Task requirements: Print the listing below in its entirety, character for character.

Task material:
===

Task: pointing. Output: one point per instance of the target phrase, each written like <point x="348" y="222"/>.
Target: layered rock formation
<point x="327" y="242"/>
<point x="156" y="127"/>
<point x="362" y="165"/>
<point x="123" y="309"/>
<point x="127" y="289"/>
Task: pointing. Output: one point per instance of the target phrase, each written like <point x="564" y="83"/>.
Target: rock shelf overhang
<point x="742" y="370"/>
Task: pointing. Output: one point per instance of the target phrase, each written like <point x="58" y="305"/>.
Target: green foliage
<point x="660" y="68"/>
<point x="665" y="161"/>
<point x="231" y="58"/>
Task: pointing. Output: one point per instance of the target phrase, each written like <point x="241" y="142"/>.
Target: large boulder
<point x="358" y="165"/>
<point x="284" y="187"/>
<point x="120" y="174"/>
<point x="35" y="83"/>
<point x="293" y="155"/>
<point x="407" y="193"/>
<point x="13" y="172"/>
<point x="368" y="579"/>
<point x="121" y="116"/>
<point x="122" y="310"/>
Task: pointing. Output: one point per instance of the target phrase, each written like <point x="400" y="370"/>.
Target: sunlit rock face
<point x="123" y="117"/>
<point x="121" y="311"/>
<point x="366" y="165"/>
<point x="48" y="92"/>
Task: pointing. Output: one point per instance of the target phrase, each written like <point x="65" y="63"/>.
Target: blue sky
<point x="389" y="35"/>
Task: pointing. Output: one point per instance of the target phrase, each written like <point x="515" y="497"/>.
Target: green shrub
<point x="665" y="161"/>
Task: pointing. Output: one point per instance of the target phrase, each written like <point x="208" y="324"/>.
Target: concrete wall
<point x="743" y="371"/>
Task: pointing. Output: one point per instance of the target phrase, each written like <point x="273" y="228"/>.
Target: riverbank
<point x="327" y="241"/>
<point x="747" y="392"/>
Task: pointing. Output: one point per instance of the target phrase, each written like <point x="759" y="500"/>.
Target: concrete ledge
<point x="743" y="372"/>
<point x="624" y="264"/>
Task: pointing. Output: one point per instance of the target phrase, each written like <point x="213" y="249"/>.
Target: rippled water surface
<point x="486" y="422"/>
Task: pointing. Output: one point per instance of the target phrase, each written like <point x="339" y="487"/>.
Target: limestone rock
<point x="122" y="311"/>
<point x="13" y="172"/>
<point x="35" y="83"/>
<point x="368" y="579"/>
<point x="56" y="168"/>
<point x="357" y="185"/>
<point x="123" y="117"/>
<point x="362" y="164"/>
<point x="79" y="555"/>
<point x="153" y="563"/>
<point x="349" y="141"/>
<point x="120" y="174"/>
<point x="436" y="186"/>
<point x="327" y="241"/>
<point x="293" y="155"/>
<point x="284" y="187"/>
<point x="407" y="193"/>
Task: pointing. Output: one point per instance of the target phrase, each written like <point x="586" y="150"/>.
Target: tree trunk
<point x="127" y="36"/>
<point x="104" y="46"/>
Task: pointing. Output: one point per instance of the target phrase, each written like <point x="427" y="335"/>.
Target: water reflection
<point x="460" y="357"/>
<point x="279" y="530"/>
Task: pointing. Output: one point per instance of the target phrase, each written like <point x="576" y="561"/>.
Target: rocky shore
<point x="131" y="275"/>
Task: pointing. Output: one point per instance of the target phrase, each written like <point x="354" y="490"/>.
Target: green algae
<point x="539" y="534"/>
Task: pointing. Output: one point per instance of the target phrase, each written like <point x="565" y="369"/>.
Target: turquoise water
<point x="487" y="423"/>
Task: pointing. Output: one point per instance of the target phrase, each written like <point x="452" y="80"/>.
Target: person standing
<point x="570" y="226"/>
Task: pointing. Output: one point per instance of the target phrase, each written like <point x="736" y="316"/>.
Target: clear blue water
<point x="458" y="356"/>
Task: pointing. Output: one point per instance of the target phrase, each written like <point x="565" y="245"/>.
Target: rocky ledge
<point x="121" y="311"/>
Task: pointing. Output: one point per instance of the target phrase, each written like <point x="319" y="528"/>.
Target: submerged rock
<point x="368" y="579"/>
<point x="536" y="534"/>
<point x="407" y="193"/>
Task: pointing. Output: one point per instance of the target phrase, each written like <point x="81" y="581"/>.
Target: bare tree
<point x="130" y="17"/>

===

Your response:
Task: pointing. Output: one point per instance of the target phrase, each written like <point x="348" y="222"/>.
Target: layered rock formation
<point x="327" y="242"/>
<point x="156" y="127"/>
<point x="362" y="165"/>
<point x="123" y="309"/>
<point x="127" y="289"/>
Task: pointing. Output: one point per instance of the target phrase, each written like <point x="564" y="83"/>.
Target: rock shelf overhang
<point x="742" y="370"/>
Task: pointing. Output: one point per instance of the target phrase, each written like <point x="58" y="305"/>.
Target: green foliage
<point x="660" y="68"/>
<point x="665" y="161"/>
<point x="231" y="58"/>
Task: pointing. Output: one point per instance of the target phrase, each written like <point x="241" y="142"/>.
Target: large boulder
<point x="358" y="165"/>
<point x="284" y="187"/>
<point x="120" y="174"/>
<point x="35" y="83"/>
<point x="293" y="155"/>
<point x="407" y="193"/>
<point x="13" y="172"/>
<point x="368" y="579"/>
<point x="121" y="116"/>
<point x="122" y="310"/>
Task: pointing. Output: one point per instance of the target phrase, each written like <point x="400" y="370"/>.
Target: sunlit rock face
<point x="123" y="117"/>
<point x="121" y="311"/>
<point x="366" y="165"/>
<point x="48" y="92"/>
Task: pointing. Output: one point per instance of the target phrase, each written like <point x="65" y="63"/>.
Target: blue sky
<point x="389" y="35"/>
Task: pointing. Output: one point per instance of the target phrase, each written like <point x="515" y="497"/>.
Target: green shrub
<point x="665" y="161"/>
Task: pointing. Output: one point per instance of the target phrase, each written like <point x="208" y="324"/>.
Target: concrete wall
<point x="743" y="371"/>
Task: pointing. Output: one point per instance of the target phrase, each written like <point x="273" y="228"/>.
Target: riverbank
<point x="327" y="241"/>
<point x="747" y="392"/>
Task: pointing. Output: one point per instance of the target phrase, each written like <point x="759" y="500"/>.
Target: concrete ledge
<point x="743" y="372"/>
<point x="624" y="264"/>
Task: pointing. Output: one point per instance of the target phrase, each written like <point x="213" y="249"/>.
Target: rippled water surface
<point x="486" y="422"/>
Task: pointing. Output: one point per instance of the target phrase, each written like <point x="339" y="487"/>.
Target: limestone rock
<point x="122" y="311"/>
<point x="13" y="172"/>
<point x="35" y="83"/>
<point x="368" y="579"/>
<point x="56" y="168"/>
<point x="357" y="185"/>
<point x="123" y="117"/>
<point x="362" y="164"/>
<point x="79" y="555"/>
<point x="153" y="563"/>
<point x="349" y="141"/>
<point x="120" y="174"/>
<point x="436" y="186"/>
<point x="327" y="241"/>
<point x="293" y="155"/>
<point x="284" y="187"/>
<point x="407" y="193"/>
Task: pointing. Output: one point per instance of the target phrase, each written like <point x="586" y="150"/>.
Target: tree trunk
<point x="127" y="36"/>
<point x="104" y="46"/>
Task: pointing. Output: one point per instance of the target phrase, each written like <point x="427" y="335"/>.
Target: water reflection
<point x="460" y="357"/>
<point x="279" y="530"/>
Task: pointing. Output: one point per instance of the target phrase, each written like <point x="576" y="561"/>.
Target: rocky shore
<point x="131" y="275"/>
Task: pointing. Output: one point per instance of the target phrase, each written like <point x="354" y="490"/>.
Target: green algae
<point x="539" y="534"/>
Task: pointing. Output: one point per instance of the target phrase, each written like <point x="565" y="369"/>.
Target: turquoise water
<point x="487" y="423"/>
Task: pointing. Output: one point per instance of the target phrase, each written like <point x="452" y="80"/>.
Target: person standing
<point x="570" y="226"/>
Task: pointing. Output: one point per instance of the target phrase, each written like <point x="736" y="316"/>.
Target: clear blue water
<point x="458" y="356"/>
Task: pointing. Output: one point per instance of the target phrase, each written like <point x="565" y="245"/>.
Target: rocky ledge
<point x="121" y="311"/>
Task: pointing. Output: one point per instance of the target phrase, each written like <point x="319" y="528"/>.
Target: submerged rock
<point x="368" y="579"/>
<point x="536" y="534"/>
<point x="407" y="193"/>
Task: pointing. Output: one point per instance of the target phrase, each written like <point x="81" y="581"/>.
Target: bare tree
<point x="130" y="17"/>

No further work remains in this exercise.